**Set problem:** Pull out each line of the listing below that contains the string "locker". Case matters, so skip any line where it appears only with different capitalization.

**Input data:**
§

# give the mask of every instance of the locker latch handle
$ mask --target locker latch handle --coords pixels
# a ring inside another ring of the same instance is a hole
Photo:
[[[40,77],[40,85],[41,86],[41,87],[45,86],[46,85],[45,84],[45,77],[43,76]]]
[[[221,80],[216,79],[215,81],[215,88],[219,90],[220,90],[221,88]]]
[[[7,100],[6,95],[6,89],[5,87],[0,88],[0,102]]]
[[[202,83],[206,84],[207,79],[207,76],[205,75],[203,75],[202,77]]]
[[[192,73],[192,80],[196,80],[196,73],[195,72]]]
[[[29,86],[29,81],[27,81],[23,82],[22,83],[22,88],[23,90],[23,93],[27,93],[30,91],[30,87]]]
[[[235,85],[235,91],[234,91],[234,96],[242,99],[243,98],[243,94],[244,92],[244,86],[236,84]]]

§

**Result of the exercise:**
# give the mask of every instance of the locker latch handle
$ mask --target locker latch handle --coords pixels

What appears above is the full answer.